List of tasks:
1. In the post about David Cameron and Europe, turn the paragraph beginning "But what is Cameron's stance" into a short bulleted list that keeps its main points.
2. Answer these questions from the post about David Cameron and Europe:
(a) Whom is Cameron planning to meet on his trip?
(b) Who is ridiculing Cameron for his stance towards the EU?
(c) What has Cameron said he would like the European Union to become?

Text block:
__________________________________________________
David Cameron is becoming Isolated in Europe

Labour Party

David Cameron is about to head to Europe to discuss the growing crisis in the Eurozone.  He is planning on meeting with Herman Van Rompuy, President of the European Council, and Angela Merkel.

I can see this being an uncomfortable trip for Cameron; people from Merkel’s cabinet are already speaking out at against what they see as Cameron’s selfish and short-sighted thinking.

He also has to contend with his deputy Prime Minister ridiculing him in the most forthright terms for his stance towards the EU.

But what is Cameron’s stance on the Eurozone crisis, not to mention the EU itself?  His response to date has been less than clear.  Cameron recently stated he would like to see the European Union become more of a network, as opposed to becoming more integrated as Merkel is proposing.  The problem with this is Merkel’s proposals, whether you agree with them or not, are clear and understandable, where as for the life of me I don’t know what Cameron is talking about.  He waffles on about a less integrated Europe at a time when everyone else is saying that, if we want to avoid an even more serious financial collapse, the Eurozone countries are going to need to work more closely together.
__________________________________________________
Data provided:
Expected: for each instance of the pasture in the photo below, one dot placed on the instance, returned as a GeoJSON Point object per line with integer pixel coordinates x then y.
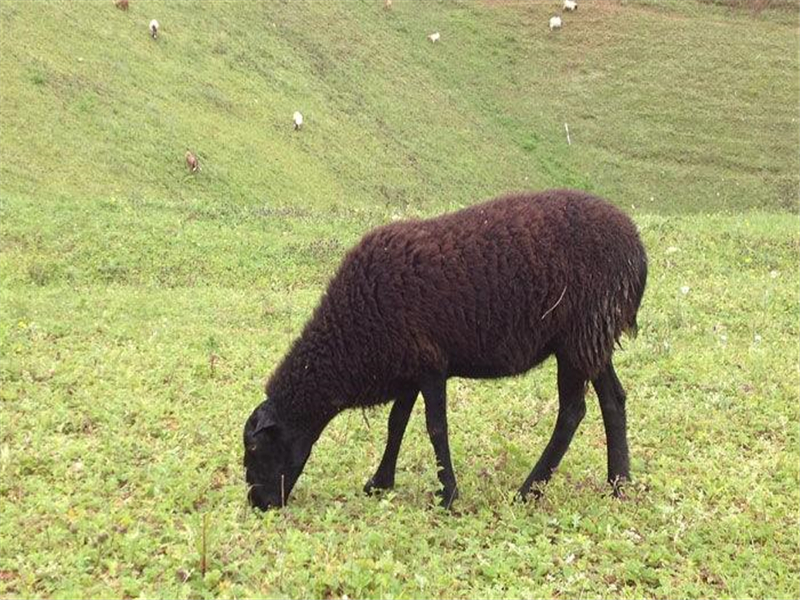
__________________________________________________
Answers for the tasks:
1.
- Cameron's position on the Eurozone crisis and the EU has not been clear so far.
- He recently said he wants the EU to be more of a network rather than more integrated, as Merkel proposes.
- Merkel's proposals are clear and easy to understand, but the writer cannot make sense of what Cameron means.
- Cameron argues for a less integrated Europe while everyone else says the Eurozone countries must work more closely together to avoid a worse financial collapse.

2.
(a) Herman Van Rompuy, President of the European Council, and Angela Merkel.
(b) His deputy Prime Minister.
(c) More of a network, rather than more integrated.